Your task:
Locate each line in the entries below that contains the string "field", and copy those lines in full. Matching is case-sensitive.

Collection entries:
______________________________

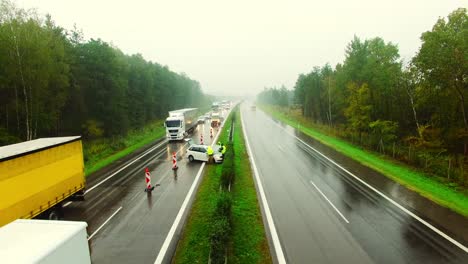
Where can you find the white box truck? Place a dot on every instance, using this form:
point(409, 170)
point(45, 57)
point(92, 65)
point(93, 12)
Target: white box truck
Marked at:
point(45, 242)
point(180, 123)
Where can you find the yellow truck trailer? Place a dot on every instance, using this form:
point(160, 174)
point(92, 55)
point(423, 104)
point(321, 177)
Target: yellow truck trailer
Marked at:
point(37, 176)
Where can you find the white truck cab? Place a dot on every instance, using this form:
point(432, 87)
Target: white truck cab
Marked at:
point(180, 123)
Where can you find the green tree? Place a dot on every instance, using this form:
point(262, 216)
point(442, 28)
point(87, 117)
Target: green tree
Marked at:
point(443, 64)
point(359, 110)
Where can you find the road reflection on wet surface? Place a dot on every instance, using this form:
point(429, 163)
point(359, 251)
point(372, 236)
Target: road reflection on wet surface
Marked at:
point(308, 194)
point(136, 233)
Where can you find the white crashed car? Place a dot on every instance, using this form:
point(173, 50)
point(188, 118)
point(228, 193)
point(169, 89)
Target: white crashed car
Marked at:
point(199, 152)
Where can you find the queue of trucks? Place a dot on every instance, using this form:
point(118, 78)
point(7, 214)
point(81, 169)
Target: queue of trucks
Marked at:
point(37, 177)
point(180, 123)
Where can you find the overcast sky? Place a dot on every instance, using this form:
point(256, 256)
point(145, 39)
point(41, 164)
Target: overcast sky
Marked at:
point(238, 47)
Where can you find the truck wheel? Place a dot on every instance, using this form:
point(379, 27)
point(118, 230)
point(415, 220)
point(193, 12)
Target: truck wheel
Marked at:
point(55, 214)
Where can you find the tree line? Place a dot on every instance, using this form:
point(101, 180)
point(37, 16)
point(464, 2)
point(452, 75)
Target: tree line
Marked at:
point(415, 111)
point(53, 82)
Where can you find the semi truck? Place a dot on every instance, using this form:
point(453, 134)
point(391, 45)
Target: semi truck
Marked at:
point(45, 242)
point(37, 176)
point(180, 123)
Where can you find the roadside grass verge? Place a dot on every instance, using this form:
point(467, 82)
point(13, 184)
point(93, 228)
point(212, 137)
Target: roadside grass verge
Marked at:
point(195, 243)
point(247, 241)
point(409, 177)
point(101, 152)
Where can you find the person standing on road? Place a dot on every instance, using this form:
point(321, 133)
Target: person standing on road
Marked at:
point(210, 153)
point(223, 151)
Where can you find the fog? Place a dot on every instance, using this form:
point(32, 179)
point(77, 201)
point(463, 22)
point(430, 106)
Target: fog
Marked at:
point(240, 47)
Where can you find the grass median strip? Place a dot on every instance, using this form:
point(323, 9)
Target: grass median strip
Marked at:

______________________________

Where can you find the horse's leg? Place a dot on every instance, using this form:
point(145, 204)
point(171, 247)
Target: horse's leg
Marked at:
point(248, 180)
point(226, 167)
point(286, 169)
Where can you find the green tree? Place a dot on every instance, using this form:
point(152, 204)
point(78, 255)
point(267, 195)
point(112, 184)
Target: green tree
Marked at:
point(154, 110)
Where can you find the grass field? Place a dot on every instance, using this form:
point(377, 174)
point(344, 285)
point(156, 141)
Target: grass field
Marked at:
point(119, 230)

______________________________

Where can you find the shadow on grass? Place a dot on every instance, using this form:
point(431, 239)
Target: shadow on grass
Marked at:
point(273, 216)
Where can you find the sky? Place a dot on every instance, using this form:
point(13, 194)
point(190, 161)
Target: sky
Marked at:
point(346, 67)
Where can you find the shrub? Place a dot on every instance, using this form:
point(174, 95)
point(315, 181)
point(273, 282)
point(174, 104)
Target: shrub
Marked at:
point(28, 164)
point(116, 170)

______________________________

Answer below:
Where can you find the grass field? Place a dot on every instance, using this form:
Target: grass field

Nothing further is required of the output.